* Problem details
Convert every line of the items below into a Markdown table with the columns Row and Text. Put a running row number under Row and the line under Text, and omit blank lines.

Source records
'''

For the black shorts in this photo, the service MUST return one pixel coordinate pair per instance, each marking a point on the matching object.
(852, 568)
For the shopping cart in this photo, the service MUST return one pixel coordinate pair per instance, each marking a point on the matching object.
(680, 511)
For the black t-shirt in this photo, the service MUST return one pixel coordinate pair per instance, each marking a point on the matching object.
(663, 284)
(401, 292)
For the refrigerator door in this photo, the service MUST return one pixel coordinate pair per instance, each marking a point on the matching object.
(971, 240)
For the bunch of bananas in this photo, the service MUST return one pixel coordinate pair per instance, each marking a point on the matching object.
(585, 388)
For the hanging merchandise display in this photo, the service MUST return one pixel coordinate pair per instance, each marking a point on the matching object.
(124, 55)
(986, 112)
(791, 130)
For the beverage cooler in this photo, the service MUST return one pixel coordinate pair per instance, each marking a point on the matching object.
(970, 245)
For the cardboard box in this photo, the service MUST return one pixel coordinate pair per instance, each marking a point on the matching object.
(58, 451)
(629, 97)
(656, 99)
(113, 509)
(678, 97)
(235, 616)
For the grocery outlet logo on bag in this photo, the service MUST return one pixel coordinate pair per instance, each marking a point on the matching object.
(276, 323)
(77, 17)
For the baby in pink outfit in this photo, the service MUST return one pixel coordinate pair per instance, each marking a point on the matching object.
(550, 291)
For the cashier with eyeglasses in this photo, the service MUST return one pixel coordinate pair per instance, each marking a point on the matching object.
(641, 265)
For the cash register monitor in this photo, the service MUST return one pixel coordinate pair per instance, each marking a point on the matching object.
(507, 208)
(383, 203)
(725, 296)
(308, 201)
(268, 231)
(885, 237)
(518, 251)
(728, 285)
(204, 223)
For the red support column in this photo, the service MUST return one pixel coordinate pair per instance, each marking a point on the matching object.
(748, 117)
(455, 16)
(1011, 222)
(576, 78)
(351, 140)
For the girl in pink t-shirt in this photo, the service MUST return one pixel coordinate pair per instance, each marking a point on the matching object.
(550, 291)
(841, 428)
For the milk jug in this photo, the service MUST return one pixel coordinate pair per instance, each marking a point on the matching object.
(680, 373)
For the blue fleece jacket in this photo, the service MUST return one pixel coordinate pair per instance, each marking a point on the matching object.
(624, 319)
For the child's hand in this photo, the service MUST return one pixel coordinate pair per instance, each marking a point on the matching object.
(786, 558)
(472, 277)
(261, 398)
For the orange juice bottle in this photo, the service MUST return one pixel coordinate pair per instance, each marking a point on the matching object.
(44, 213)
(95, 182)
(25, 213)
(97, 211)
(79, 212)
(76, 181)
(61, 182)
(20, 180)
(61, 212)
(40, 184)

'''

* Result of the task
| Row | Text |
|---|---|
| 1 | For the black shorts in this photo, the service MUST return one pixel coordinate pair per instance, each marking a point on the matching object. |
| 2 | (852, 568) |
| 3 | For the shopping cart in this photo, the service MUST return one pixel coordinate pair per instance, each marking a point on the matching object. |
| 4 | (680, 511) |
| 5 | For the black t-shirt in this photo, the service MUST return one pixel coordinate pair per instance, each marking a point on the matching object. |
| 6 | (663, 284) |
| 7 | (401, 292) |
| 8 | For the refrigerator door in this photo, the service MUST return one pixel coordinate pair per instance, each marking a point on the matching object. |
| 9 | (971, 240) |
| 10 | For the bunch of bananas in this photo, the service MUST return one pixel coordinate pair per instance, each marking a point on the matching object. |
| 11 | (585, 388) |
| 12 | For the hanging merchandise display in this photo, the service MUST return one pixel coordinate pair per instance, each marking a point on the matching object. |
| 13 | (124, 55) |
| 14 | (986, 112) |
| 15 | (791, 130) |
| 16 | For the beverage cooler in this photo, the service MUST return one pixel coordinate pair per instance, each marking a point on the matching object. |
| 17 | (970, 245) |
| 18 | For the cardboard box in this photo, the service MUST return one pixel coordinate pair per instance, each marking a point on the matching object. |
| 19 | (58, 451) |
| 20 | (629, 97) |
| 21 | (656, 99) |
| 22 | (113, 509) |
| 23 | (678, 97) |
| 24 | (235, 616) |
| 25 | For the grocery outlet logo on bag in this photo, the service MUST return one pixel coordinate pair per instance, each marking a point on the matching object. |
| 26 | (276, 323) |
| 27 | (77, 17) |
| 28 | For the baby in pink outfit in this photo, the service MUST return one pixel coordinate pair per instance, each marking a point on the matching object. |
| 29 | (550, 291) |
| 30 | For the cashier with eyeglasses in this photo, the service MUST return one pixel coordinate pair per instance, each marking a point on the matching object. |
| 31 | (641, 265) |
| 32 | For the cash register monitor in this photo, the service MUST return one pixel coordinate pair per instance, each marking a point on the matching object. |
| 33 | (507, 208) |
| 34 | (383, 203) |
| 35 | (725, 296) |
| 36 | (308, 201) |
| 37 | (268, 231) |
| 38 | (885, 237) |
| 39 | (518, 251) |
| 40 | (728, 285) |
| 41 | (204, 223) |
| 42 | For the red support column in this photo, the service MUST return one pixel coordinate pair per instance, each marking a point on the matching object. |
| 43 | (748, 117) |
| 44 | (455, 16) |
| 45 | (1011, 222) |
| 46 | (576, 78) |
| 47 | (351, 140) |
| 48 | For the girl in pink t-shirt in this photo, the service MUST return one pixel coordinate pair per instance, each marking a point on the matching object. |
| 49 | (550, 291) |
| 50 | (841, 428) |
| 51 | For the milk jug in this photo, the service MUST return one pixel coordinate pair per instance, each marking a point on the matching object. |
| 52 | (680, 373) |
| 53 | For the blue fleece jacket in this photo, the service MUST return one pixel coordinate pair per instance, each marking a point on the matching object. |
| 54 | (624, 319) |
| 55 | For the child's hand in this photo, the service MUST return one pixel coordinate pair per instance, each marking a point on the matching object. |
| 56 | (786, 558) |
| 57 | (472, 277) |
| 58 | (261, 398) |
| 59 | For the orange juice bottle in this photo, the service MUST return one pixel coordinate pair per instance, each marking a point on the matching object. |
| 60 | (44, 213) |
| 61 | (95, 182) |
| 62 | (25, 213) |
| 63 | (97, 211) |
| 64 | (79, 212) |
| 65 | (76, 181) |
| 66 | (61, 182) |
| 67 | (20, 180) |
| 68 | (61, 212) |
| 69 | (40, 184) |